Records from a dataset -
- - -
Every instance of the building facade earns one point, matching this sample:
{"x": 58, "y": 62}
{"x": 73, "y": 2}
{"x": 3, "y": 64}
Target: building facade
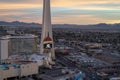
{"x": 47, "y": 35}
{"x": 23, "y": 44}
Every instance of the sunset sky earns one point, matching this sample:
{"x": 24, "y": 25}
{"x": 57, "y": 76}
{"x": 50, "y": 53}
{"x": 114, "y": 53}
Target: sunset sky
{"x": 63, "y": 11}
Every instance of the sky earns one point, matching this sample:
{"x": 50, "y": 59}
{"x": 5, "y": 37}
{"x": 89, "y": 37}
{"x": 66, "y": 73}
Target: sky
{"x": 63, "y": 11}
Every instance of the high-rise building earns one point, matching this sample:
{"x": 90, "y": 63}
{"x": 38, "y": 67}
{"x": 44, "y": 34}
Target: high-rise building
{"x": 47, "y": 44}
{"x": 4, "y": 48}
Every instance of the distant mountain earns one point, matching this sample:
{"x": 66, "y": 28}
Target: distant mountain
{"x": 17, "y": 23}
{"x": 96, "y": 26}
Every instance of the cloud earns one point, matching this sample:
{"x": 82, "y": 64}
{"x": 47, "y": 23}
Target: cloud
{"x": 63, "y": 11}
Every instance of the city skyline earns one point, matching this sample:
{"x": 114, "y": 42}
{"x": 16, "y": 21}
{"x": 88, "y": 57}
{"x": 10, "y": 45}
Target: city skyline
- - -
Work required -
Find each line above that contains "skyline", and copy those lines.

Answer for this exercise -
Every instance of the city skyline earns one point, matching this sample:
Target: city skyline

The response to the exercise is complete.